TASK OBJECTIVE ▸
Exactly the lines from the one containing "One point goes on every instance of the blurred" to the last line of the records, inclusive, are to be transcribed; include no others.

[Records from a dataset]
━━━━━━━━━━━━━━━━
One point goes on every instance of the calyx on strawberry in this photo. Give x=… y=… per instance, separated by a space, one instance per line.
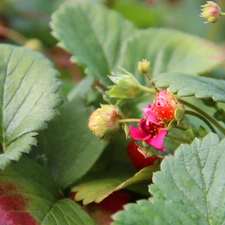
x=167 y=108
x=139 y=158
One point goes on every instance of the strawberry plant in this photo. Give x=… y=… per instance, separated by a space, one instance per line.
x=110 y=116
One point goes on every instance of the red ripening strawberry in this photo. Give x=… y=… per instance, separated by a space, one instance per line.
x=167 y=107
x=138 y=160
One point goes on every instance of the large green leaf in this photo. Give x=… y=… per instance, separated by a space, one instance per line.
x=93 y=34
x=170 y=50
x=187 y=85
x=28 y=98
x=29 y=196
x=67 y=147
x=98 y=187
x=189 y=190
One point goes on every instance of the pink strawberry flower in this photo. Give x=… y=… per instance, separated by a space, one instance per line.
x=150 y=130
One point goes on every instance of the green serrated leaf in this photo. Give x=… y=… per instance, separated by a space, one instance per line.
x=28 y=98
x=67 y=212
x=68 y=146
x=29 y=196
x=93 y=34
x=99 y=186
x=170 y=50
x=188 y=85
x=189 y=190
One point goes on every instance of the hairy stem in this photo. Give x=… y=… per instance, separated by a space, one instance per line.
x=178 y=138
x=146 y=89
x=129 y=120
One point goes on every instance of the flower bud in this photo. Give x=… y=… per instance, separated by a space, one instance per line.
x=167 y=107
x=104 y=121
x=144 y=66
x=126 y=86
x=34 y=44
x=211 y=12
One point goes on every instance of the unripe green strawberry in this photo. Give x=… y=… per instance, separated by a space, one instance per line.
x=167 y=108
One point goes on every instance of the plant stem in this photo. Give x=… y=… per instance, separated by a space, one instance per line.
x=204 y=114
x=181 y=139
x=129 y=120
x=152 y=83
x=202 y=118
x=146 y=89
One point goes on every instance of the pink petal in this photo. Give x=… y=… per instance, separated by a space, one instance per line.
x=157 y=141
x=138 y=134
x=150 y=115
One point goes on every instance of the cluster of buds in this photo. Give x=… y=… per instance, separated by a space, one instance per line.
x=211 y=12
x=165 y=111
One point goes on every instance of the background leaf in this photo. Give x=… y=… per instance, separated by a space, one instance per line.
x=189 y=190
x=100 y=186
x=28 y=98
x=187 y=85
x=29 y=196
x=67 y=148
x=95 y=45
x=170 y=50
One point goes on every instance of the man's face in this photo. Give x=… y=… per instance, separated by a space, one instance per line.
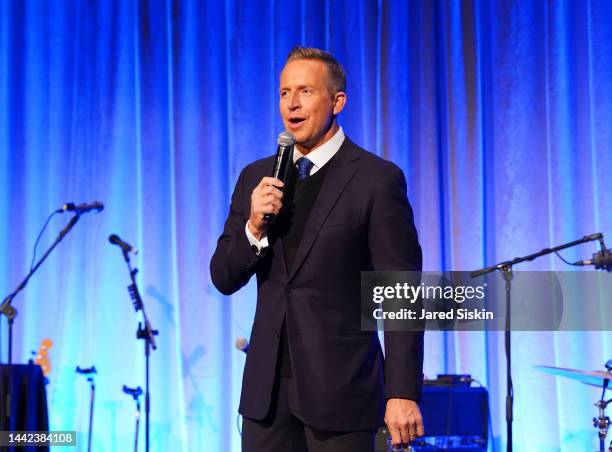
x=306 y=105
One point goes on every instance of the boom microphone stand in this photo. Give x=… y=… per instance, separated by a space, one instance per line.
x=9 y=311
x=506 y=269
x=147 y=333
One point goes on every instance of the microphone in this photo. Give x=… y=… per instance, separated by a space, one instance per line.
x=81 y=208
x=87 y=371
x=242 y=344
x=126 y=247
x=602 y=260
x=284 y=154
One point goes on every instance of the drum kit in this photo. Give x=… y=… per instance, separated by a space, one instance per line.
x=598 y=378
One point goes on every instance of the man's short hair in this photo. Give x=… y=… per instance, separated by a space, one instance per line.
x=336 y=80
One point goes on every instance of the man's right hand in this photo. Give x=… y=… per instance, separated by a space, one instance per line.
x=266 y=198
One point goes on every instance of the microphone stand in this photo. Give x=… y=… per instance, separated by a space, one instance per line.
x=506 y=269
x=9 y=311
x=147 y=334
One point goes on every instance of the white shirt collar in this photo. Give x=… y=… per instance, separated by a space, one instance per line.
x=323 y=154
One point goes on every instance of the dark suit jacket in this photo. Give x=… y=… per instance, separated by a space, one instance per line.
x=361 y=221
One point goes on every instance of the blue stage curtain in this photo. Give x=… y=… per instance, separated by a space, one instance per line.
x=498 y=112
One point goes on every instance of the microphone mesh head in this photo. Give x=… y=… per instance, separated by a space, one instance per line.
x=286 y=139
x=241 y=343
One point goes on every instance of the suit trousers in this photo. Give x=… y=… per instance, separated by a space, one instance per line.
x=283 y=430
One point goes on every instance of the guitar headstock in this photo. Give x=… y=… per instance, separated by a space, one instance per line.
x=42 y=357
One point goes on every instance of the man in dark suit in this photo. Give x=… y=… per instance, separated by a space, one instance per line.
x=313 y=380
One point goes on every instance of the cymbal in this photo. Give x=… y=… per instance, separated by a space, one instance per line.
x=589 y=377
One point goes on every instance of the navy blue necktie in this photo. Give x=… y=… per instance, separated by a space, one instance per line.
x=304 y=166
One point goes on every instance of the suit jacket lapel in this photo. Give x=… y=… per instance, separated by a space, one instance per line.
x=338 y=176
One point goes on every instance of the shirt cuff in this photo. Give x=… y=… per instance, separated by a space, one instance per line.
x=257 y=245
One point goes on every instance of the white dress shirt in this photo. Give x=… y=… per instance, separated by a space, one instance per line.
x=319 y=157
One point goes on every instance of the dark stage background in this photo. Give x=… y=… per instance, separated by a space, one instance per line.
x=498 y=112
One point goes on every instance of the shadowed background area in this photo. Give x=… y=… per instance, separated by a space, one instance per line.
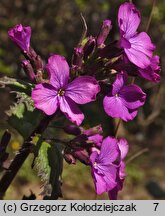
x=56 y=28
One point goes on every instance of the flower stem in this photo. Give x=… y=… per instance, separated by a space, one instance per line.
x=20 y=158
x=151 y=14
x=117 y=127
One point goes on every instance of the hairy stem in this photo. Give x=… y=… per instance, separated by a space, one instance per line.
x=20 y=158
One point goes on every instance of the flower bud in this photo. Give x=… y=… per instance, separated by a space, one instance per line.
x=89 y=46
x=20 y=35
x=78 y=57
x=72 y=129
x=28 y=69
x=94 y=130
x=105 y=29
x=69 y=158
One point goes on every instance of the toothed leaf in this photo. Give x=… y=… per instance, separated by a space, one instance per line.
x=23 y=117
x=49 y=164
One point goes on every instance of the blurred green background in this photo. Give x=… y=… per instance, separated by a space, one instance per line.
x=56 y=28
━━━━━━━━━━━━━━━━
COMPLETED EXERCISE ▸
One point goes on every instance of the blurred green background in this photo. Give x=… y=… per instance, separated by a space, one instance per line.
x=56 y=28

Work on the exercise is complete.